* _Requirements_
Please copy the entries from the line containing "Where can the catcher's" through the end of the entries, substituting "glove" for every "mitt" and changing nothing else.

● ● ● ● ●

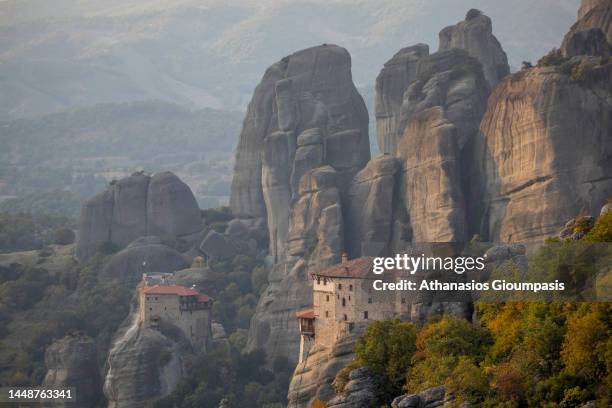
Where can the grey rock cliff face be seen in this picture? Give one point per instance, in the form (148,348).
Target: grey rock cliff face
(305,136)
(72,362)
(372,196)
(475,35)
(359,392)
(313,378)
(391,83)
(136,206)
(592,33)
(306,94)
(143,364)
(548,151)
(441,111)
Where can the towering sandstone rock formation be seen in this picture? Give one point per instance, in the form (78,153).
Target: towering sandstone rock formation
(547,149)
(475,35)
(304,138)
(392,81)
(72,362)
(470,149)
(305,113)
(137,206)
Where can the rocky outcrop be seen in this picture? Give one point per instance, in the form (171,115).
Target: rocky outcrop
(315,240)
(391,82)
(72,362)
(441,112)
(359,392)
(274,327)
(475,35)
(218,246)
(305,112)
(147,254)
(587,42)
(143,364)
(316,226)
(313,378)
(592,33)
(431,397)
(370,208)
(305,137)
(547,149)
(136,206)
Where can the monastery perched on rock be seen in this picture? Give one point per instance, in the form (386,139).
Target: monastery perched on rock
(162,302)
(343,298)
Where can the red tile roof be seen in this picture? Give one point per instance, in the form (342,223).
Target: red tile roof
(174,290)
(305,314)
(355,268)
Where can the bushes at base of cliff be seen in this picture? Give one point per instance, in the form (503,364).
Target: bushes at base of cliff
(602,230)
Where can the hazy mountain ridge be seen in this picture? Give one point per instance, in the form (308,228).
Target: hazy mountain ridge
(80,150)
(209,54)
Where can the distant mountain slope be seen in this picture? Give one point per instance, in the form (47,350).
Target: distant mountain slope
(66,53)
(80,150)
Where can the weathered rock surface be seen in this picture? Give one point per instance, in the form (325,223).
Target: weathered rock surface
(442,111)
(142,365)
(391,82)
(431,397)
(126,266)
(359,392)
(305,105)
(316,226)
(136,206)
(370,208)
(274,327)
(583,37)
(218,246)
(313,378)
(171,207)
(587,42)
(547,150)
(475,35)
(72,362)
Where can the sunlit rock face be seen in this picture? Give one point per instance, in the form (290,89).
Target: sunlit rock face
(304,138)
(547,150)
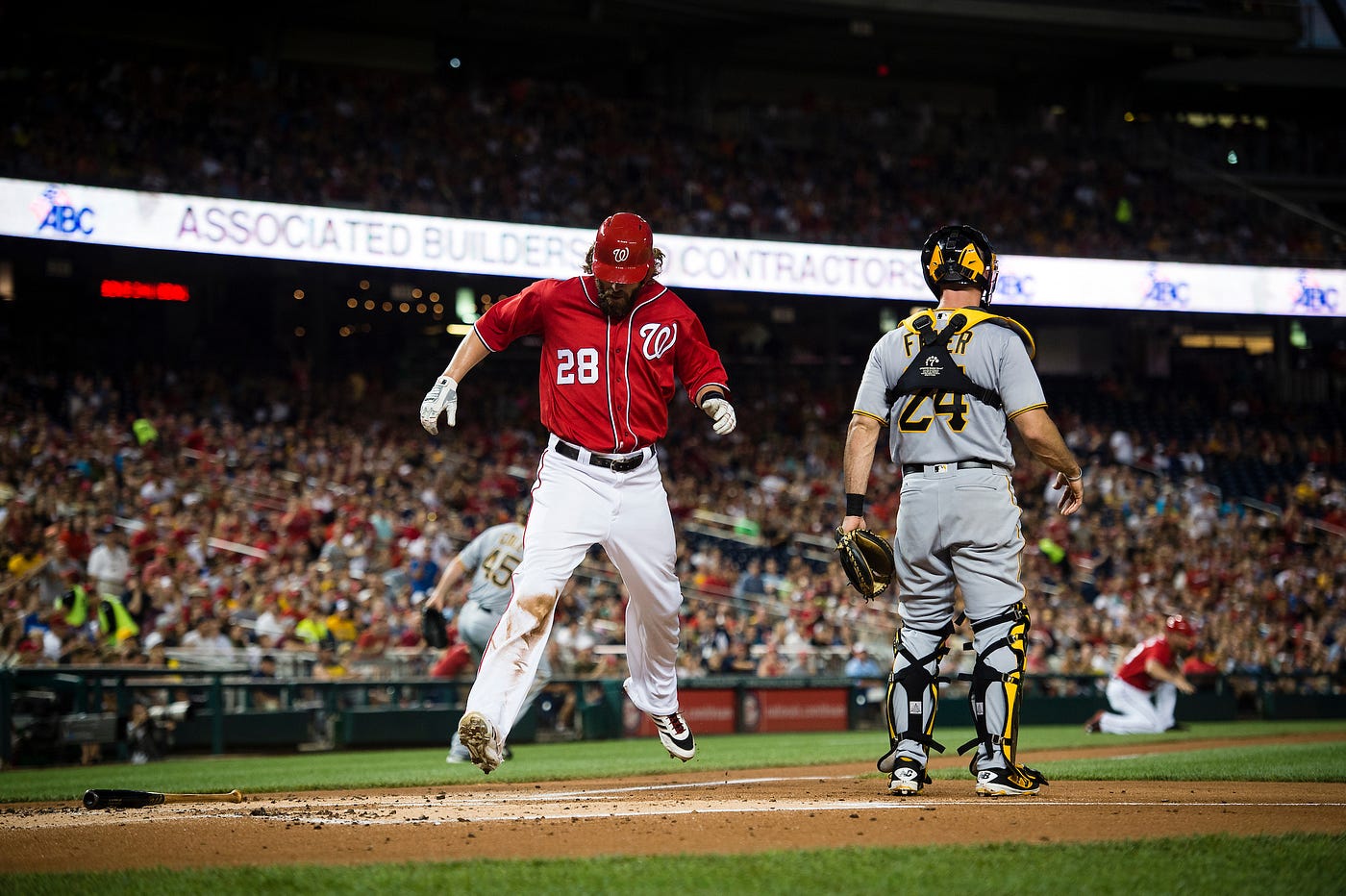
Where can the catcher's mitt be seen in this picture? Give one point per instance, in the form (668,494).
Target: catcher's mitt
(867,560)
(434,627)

● ● ● ● ●

* _Problem solution_
Where can the catcher's glove be seen in this picture? Give one point per instance, in the form (668,494).
Target: catcher's glove
(867,560)
(434,627)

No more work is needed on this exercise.